Dataset excerpts on object pointing
** Start **

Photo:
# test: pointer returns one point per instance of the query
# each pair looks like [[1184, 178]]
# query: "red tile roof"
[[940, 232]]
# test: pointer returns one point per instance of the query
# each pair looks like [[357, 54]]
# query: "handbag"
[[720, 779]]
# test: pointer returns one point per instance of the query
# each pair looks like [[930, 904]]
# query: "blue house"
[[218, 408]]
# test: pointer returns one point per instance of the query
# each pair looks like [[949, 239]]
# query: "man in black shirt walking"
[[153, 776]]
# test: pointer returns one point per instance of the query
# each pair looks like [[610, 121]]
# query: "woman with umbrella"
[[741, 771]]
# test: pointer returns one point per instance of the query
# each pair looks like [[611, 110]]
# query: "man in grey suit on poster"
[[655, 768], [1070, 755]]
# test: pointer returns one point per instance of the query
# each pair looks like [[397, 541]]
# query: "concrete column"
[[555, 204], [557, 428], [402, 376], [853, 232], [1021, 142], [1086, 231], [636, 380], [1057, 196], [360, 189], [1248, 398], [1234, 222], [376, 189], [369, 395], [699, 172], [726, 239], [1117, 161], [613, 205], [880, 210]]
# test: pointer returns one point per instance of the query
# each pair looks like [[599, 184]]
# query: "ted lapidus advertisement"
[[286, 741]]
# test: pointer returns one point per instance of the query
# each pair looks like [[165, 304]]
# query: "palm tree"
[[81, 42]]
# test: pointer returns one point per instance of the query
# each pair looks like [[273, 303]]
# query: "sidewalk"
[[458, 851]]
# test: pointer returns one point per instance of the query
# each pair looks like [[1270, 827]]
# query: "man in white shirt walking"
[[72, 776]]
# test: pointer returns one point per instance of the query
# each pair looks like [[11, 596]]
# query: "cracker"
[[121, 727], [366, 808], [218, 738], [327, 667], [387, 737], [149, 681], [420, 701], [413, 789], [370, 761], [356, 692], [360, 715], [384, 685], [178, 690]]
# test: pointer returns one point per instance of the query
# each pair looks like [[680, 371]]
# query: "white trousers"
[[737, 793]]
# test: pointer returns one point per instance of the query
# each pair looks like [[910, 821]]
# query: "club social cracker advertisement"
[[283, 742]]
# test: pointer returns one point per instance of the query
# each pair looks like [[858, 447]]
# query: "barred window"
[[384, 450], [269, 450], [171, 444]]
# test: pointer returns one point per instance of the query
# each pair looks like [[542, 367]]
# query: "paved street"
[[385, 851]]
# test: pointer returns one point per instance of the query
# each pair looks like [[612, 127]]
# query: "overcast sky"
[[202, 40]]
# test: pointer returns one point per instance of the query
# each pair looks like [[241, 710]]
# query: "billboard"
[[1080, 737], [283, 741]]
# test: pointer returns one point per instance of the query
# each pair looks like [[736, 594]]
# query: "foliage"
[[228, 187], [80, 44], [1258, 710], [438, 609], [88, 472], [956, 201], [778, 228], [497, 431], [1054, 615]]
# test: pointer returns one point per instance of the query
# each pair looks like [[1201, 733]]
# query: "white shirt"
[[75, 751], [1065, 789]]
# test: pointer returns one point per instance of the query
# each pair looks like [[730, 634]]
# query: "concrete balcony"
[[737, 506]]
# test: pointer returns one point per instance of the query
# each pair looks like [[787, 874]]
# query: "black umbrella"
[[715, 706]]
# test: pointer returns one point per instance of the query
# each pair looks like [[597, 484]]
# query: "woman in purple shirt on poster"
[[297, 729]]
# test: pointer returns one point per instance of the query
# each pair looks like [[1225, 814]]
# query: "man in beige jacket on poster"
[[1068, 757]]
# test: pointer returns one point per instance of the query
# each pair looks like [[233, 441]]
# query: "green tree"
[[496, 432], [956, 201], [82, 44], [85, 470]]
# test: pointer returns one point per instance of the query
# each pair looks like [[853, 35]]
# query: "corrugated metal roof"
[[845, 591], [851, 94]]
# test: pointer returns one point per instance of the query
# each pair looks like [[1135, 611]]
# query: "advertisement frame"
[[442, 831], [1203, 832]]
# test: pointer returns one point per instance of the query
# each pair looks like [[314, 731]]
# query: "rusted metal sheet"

** End **

__Exercise objective__:
Reproduce every line of the data verbatim.

__Solution below__:
Photo:
# test: pointer returns one point per instance of the query
# each pair looks like [[1184, 178]]
# query: "red tile roof"
[[940, 232]]
# test: pointer returns one point per instance of the query
# each pair looks like [[357, 54]]
# query: "handbag"
[[720, 779]]
# test: pointer returns one point per instance of the query
# each pair looks like [[930, 904]]
# query: "blue house"
[[218, 408]]
# test: pointer returns one point per instance of the query
# each pair looks like [[949, 239]]
# query: "man in black shirt walking"
[[153, 776]]
# test: pointer returns one point per instance of the query
# each pair looks like [[610, 121]]
# query: "woman with umbrella"
[[741, 771]]
# test: pointer returns one point per instance of the query
# each pair looks like [[611, 110]]
# query: "man in grey suit on poster"
[[655, 768], [1070, 755]]
# test: pointer returns one point per instance of the query
# each pair looks like [[397, 541]]
# query: "concrete column"
[[555, 204], [557, 428], [402, 376], [853, 232], [1021, 142], [1086, 231], [636, 380], [1057, 196], [360, 189], [1248, 398], [1234, 222], [376, 189], [369, 395], [699, 172], [726, 239], [1117, 161], [613, 205], [880, 210]]
# test: pointer returns one point per instance of the query
# each pair looks like [[599, 184]]
# query: "ted lapidus advertisement"
[[286, 741]]
# test: pointer returns one point per instance of the query
# each pair looks like [[165, 304]]
# query: "palm tree"
[[81, 42]]
# test: pointer returns one point per instance of the query
# each pair looks like [[273, 303]]
# query: "sidewalk"
[[458, 851]]
# test: pointer returns one point per instance of the query
# each pair looks like [[1270, 827]]
# query: "man in white shirt walking"
[[72, 776]]
# test: pointer returns one point per instance of the query
# each pair looks like [[11, 596]]
# query: "cracker"
[[121, 727], [366, 808], [218, 738], [327, 667], [387, 737], [149, 681], [420, 701], [413, 789], [370, 761], [356, 692], [360, 715], [384, 685], [178, 690]]
# test: pointer returns one point per instance of the query
# each pair looks like [[680, 371]]
# query: "white trousers"
[[737, 793]]
# test: pointer returns one point per instance of the query
# each pair looks like [[910, 821]]
# query: "club social cracker advertisement"
[[283, 742]]
# test: pointer returns one point per instance of the query
# each pair looks like [[858, 447]]
# query: "barred window"
[[384, 450], [269, 450], [171, 444]]
# test: pointer returns one point per instance of the query
# each pair looks like [[542, 367]]
# query: "paved street"
[[385, 851]]
# test: pointer returns one point per instance of the query
# each pair looks like [[612, 127]]
# query: "overcast sky"
[[202, 40]]
# test: pointer returns one point per instance of the query
# each pair looks like [[241, 710]]
# query: "billboard"
[[1080, 737], [283, 741]]
# test: pointer returns one point per instance of the query
# each pair looks like [[736, 594]]
# query: "foliage"
[[228, 187], [80, 44], [1258, 710], [438, 609], [88, 472], [956, 201], [778, 228], [497, 431], [1054, 615]]
# test: pointer returns one point per instance of the query
# each pair looks like [[1201, 733]]
# query: "white shirt"
[[75, 751], [1065, 789]]
# test: pointer returns one point per instance of the query
# each pair looks like [[730, 634]]
# query: "concrete balcony"
[[737, 506]]
# test: pointer returns one point per instance of the query
# each pair looks like [[787, 874]]
# query: "black umbrella"
[[715, 706]]
# test: pointer returns one point per instance of the query
# each pair looks like [[597, 484]]
# query: "woman in purple shirt on poster"
[[297, 729]]
# test: pointer returns one point per instance of the query
# each pair looks like [[1225, 814]]
# query: "man in beige jacket on poster"
[[1068, 757]]
# test: pointer returns one point per instance of the query
# each pair looks like [[233, 441]]
# query: "green tree"
[[496, 432], [956, 201], [82, 44], [85, 470]]
# test: pointer returns one point per instance of the query
# each pair looks like [[853, 35]]
# query: "corrugated metal roof"
[[845, 591], [851, 94]]
# test: pointer returns one point per instance of the query
# each pair looks like [[1135, 611]]
# query: "advertisement frame"
[[442, 831], [1203, 832]]
# test: pointer returns one point per instance of the query
# each pair looks like [[314, 731]]
# query: "rusted metal sheet"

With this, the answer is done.